Document passage:

>>>

[1]:

rel_path = "../../tests/tape_tests/data/small_sky_hipscat"

Using TAPE with LSDB and HiPSCat Data#

The Hierarchical Progressive Survey Catalog (HiPSCat) format is a partitioning of objects on a sphere. Its purpose is for storing data from large astronomy surveys, with the main feature being the adaptive sizing of partitions based on the number of objects in a given region of the sky, using healpix.

The Large Survey Database (LSDB) is a framework that facilitates and enables spatial analysis for extremely large astronomical databases (i.e. querying and crossmatching O(1B) sources). This package uses dask to parallelize operations across multiple HiPSCat partitioned surveys.

Both HiPSCat and LSDB are strong tools in the arsenal of a TAPE user. HiPSCat provides a scalable data format for working at the scale of LSST. While LSDB provides tooling to prepare more complex datasets for TAPE analysis, including operations like cross-matching multiple surveys, cone searches to select data from specific regions of the sky, etc. In this notebook, we’ll walk through the process by which these can be used with TAPE.

Loading from HiPSCat data#

TAPE offers a built-in HiPSCat loader function, which can be used to quickly load in a dataset that is in the HiPSCat format. We’ll use a small dummy dataset for this example. Before loading, let’s just peek at the data we’ll be working with.

[2]:

import pyarrow.parquet as pq
import os

object_path = os.path.join(rel_path, "small_sky_object_catalog")
source_path = os.path.join(rel_path, "small_sky_source_catalog")

# Object Schema
pq.read_metadata(os.path.join(object_path, "_common_metadata")).schema

[2]:

<pyarrow._parquet.ParquetSchema object at 0x7f35437809c0>
required group field_id=-1 schema {
  optional int64 field_id=-1 id;
  optional double field_id=-1 ra;
  optional double field_id=-1 dec;
  optional int64 field_id=-1 ra_error;
  optional int64 field_id=-1 dec_error;
  optional int32 field_id=-1 Norder (Int(bitWidth=8, isSigned=false));
  optional int64 field_id=-1 Dir (Int(bitWidth=64, isSigned=false));
  optional int64 field_id=-1 Npix (Int(bitWidth=64, isSigned=false));
  optional int64 field_id=-1 _hipscat_index (Int(bitWidth=64, isSigned=false));
}

[3]:

# Source Schema
pq.read_metadata(os.path.join(source_path, "_common_metadata")).schema

[3]:

<pyarrow._parquet.ParquetSchema object at 0x7f356c13ea00>
required group field_id=-1 schema {
  optional int64 field_id=-1 source_id;
  optional double field_id=-1 source_ra;
  optional double field_id=-1 source_dec;
  optional double field_id=-1 mjd;
  optional double field_id=-1 mag;
  optional binary field_id=-1 band (String);
  optional int64 field_id=-1 object_id;
  optional double field_id=-1 object_ra;
  optional double field_id=-1 object_dec;
  optional int32 field_id=-1 Norder;
  optional int32 field_id=-1 Dir;
  optional int32 field_id=-1 Npix;
  optional int64 field_id=-1 _hipscat_index (Int(bitWidth=64, isSigned=false));
}

The schema indicates which fields are available in each catalog. Notice the _hipscat_index in both, this is a specially constructed index that the data is sorted on and enables efficient use of the HiPSCat format. It’s recommended to use this as the ID column in TAPE when loading from hipscatted object and source catalogs. With this established, let’s load this data into TAPE.

<<<

Exercise goal: Please extend the tutorial on loading HiPSCat catalogs into TAPE, starting after its last sentence. The data that comes next is separate material and has no connection to the tutorial on TAPE with HiPSCat data.

Provided data:
>>>

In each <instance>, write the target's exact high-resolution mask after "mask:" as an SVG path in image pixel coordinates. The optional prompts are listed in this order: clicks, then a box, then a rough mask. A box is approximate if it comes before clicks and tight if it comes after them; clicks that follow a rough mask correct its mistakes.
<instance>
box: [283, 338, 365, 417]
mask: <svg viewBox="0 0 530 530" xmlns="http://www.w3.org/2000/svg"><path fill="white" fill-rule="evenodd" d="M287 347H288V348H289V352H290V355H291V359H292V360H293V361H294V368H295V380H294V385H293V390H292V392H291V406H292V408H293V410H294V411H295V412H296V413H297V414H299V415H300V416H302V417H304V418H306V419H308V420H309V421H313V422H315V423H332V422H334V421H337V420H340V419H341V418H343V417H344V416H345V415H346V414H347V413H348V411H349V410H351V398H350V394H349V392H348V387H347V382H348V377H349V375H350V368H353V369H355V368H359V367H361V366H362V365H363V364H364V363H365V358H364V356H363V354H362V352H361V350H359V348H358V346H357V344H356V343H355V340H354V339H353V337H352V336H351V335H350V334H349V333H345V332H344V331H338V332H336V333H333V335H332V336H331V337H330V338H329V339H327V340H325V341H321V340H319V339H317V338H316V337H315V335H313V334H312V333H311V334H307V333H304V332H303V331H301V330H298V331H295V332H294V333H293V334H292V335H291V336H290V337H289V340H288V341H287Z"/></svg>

<<<

Exercise response:
[4]:

from tape import Ensemble, ColumnMapper

ens = Ensemble(client=False)

# Setup a ColumnMapper
colmap = ColumnMapper(
    id_col="_hipscat_index",  # using _hipscat_index is recommended
    time_col="mjd",  # pulling these from the source schema list above
    flux_col="mag",
    err_col="Norder",  # we don't have an error column, using a random column for this toy example
    band_col="band",
)

ens.from_hipscat(source_path, object_path, column_mapper=colmap, object_index="id", source_index="object_id")

ens.object.head(5)

/home/docs/checkouts/readthedocs.org/user_builds/tape/envs/stable/lib/python3.10/site-packages/lsdb/dask/join_catalog_data.py:195: RuntimeWarning: Right catalog does not have a margin cache. Results may be inaccurate
  warnings.warn("Right catalog does not have a margin cache. Results may be inaccurate", RuntimeWarning)

[4]:

	id	ra	dec	ra_error	dec_error	Norder	Dir	Npix
_hipscat_index
12749688880727326720	707	308.5	-69.5	0	0	0	0	11
12751184493818150912	792	320.5	-69.5	0	0	0	0	11
12753202806647685120	723	315.5	-68.5	0	0	0	0	11
12753202806647685121	811	315.5	-68.5	0	0	0	0	11
12770681119980912640	826	335.5	-69.5	0	0	0	0	11

In the from_hipscat call, we additionally needed to specify object_index and source_index, these are a column from both tables that map to the same object-level identifier. It’s used to join object and source, and convert the source _hipscat_index (which is unique per source) to use the object _hipscat_index (unique per object). From here, the _hipscat_index will serve as an object ID that ties sources together for TAPE operations.

[5]:

# We're now free to work with our TAPE Ensemble as normal
import matplotlib.pyplot as plt

ts = ens.to_timeseries(12751184493818150912)  # select a lightcurve using the _hipscat_index

# Let's plot this, though it's toy data so it won't look like anything...
plt.plot(ts.data["mjd"], ts.data["mag"], ".")
plt.title(ts.meta["id"])

[5]:

Text(0.5, 1.0, '12751184493818150912')

../_images/tutorials_working_with_hipscat_and_lsdb_10_1.png

Loading from LSDB Catalogs#

Ensemble.from_hipscat is used to directly ingest HiPSCat data into TAPE. In many cases, you may prefer to do a few operations on your HiPSCat data first using LSDB. Let’s walk through how this would look.

[6]:

# Loading into LSDB
import lsdb

# Load the dataset into LSDB catalog objects
object_cat = lsdb.read_hipscat(object_path)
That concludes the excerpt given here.